Work instructions -
Gather every line below that contains the string "training", matching case exactly.

Excerpts from bounding box data -
----------
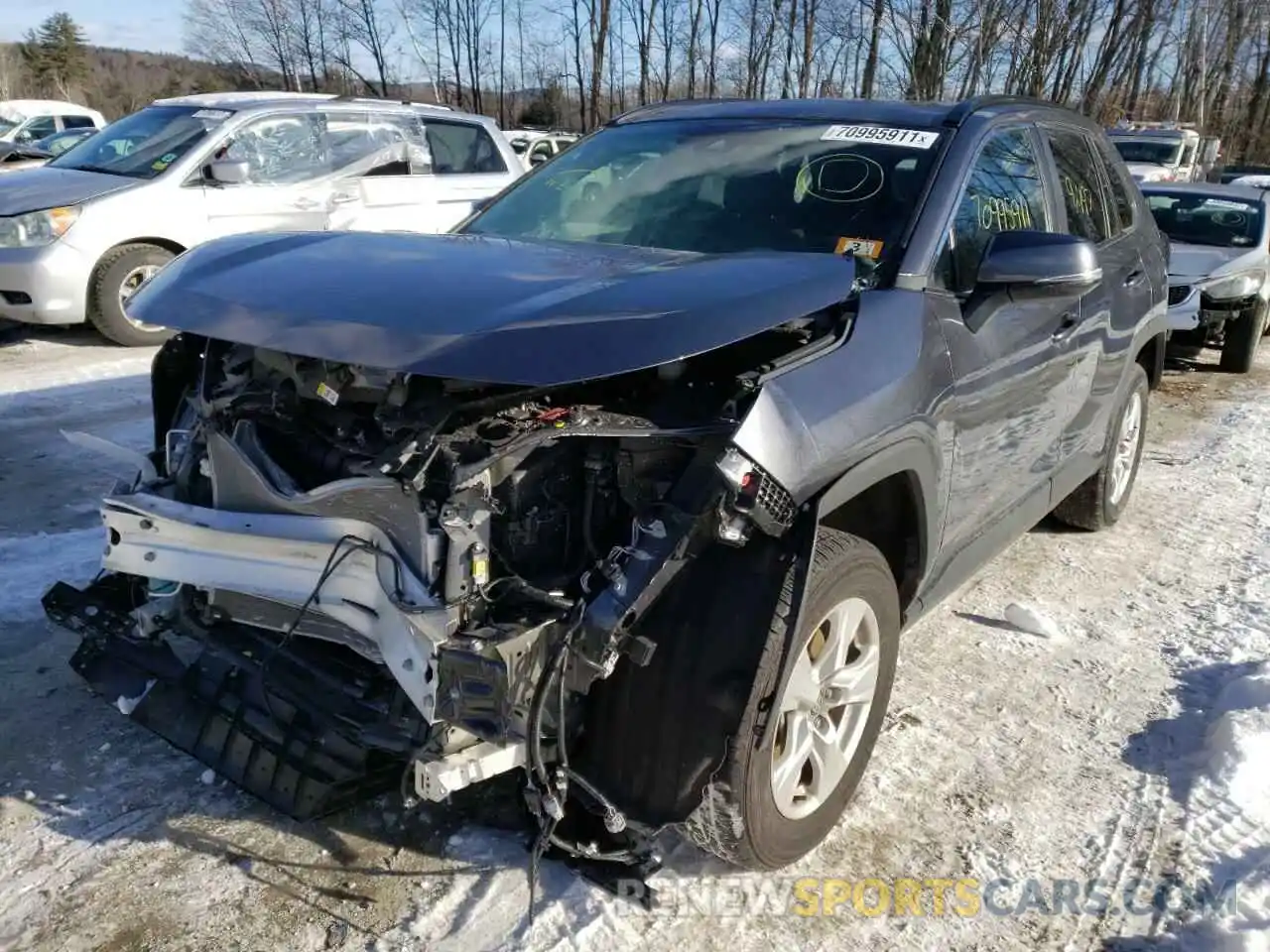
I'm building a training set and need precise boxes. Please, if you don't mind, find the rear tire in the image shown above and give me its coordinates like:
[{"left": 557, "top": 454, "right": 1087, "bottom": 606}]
[
  {"left": 1054, "top": 363, "right": 1149, "bottom": 532},
  {"left": 1220, "top": 304, "right": 1265, "bottom": 373},
  {"left": 87, "top": 244, "right": 176, "bottom": 346}
]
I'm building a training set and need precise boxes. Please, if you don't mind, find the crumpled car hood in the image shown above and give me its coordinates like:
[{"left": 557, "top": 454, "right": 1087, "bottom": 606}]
[
  {"left": 128, "top": 232, "right": 856, "bottom": 386},
  {"left": 1169, "top": 241, "right": 1266, "bottom": 281}
]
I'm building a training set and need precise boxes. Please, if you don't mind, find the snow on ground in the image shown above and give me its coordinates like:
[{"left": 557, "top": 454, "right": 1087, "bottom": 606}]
[{"left": 0, "top": 331, "right": 1270, "bottom": 952}]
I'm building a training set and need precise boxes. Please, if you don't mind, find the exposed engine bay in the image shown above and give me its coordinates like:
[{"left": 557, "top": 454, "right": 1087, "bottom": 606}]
[{"left": 45, "top": 314, "right": 823, "bottom": 903}]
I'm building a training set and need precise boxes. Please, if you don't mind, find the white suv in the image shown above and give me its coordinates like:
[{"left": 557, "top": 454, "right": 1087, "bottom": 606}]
[
  {"left": 0, "top": 99, "right": 105, "bottom": 145},
  {"left": 0, "top": 92, "right": 525, "bottom": 345}
]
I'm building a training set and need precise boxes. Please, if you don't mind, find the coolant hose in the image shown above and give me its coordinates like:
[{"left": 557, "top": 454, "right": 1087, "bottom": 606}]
[{"left": 528, "top": 631, "right": 572, "bottom": 790}]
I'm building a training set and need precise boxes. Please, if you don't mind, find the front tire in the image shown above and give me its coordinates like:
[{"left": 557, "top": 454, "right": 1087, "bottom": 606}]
[
  {"left": 87, "top": 244, "right": 176, "bottom": 346},
  {"left": 684, "top": 527, "right": 901, "bottom": 870},
  {"left": 1054, "top": 363, "right": 1151, "bottom": 532},
  {"left": 1219, "top": 304, "right": 1265, "bottom": 373}
]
----------
Written answer -
I'm building a training set and need precise boxes. Please, if you don't mind, find the rear tire in the image shown above and give me its coordinates like:
I'm building a training set and need precise boxes. Please, if you don't mind, find the crumpled car hood in the image shown above and give me its coordinates like:
I'm building a training set and need precise boxes. Please, if you don't mind, find the snow on ground in the image shown above and give me its coordinates like:
I'm building a training set and need precise boxes. Please, if you don't mind, find the exposed engine bay in the image shown above and give me its coordinates like:
I'm building a training set and need precise boxes. Please, if you don't mind, find the white suv in the image shown above and give me its coordinates like:
I'm building a training set and need precise boxes. Please, if you don't mind, find the coolant hose in the image shown above and give me its coordinates like:
I'm building a training set and need precise boxes. Please, if you don't mind, find the front tire in the image shown above and give me its coordinates like:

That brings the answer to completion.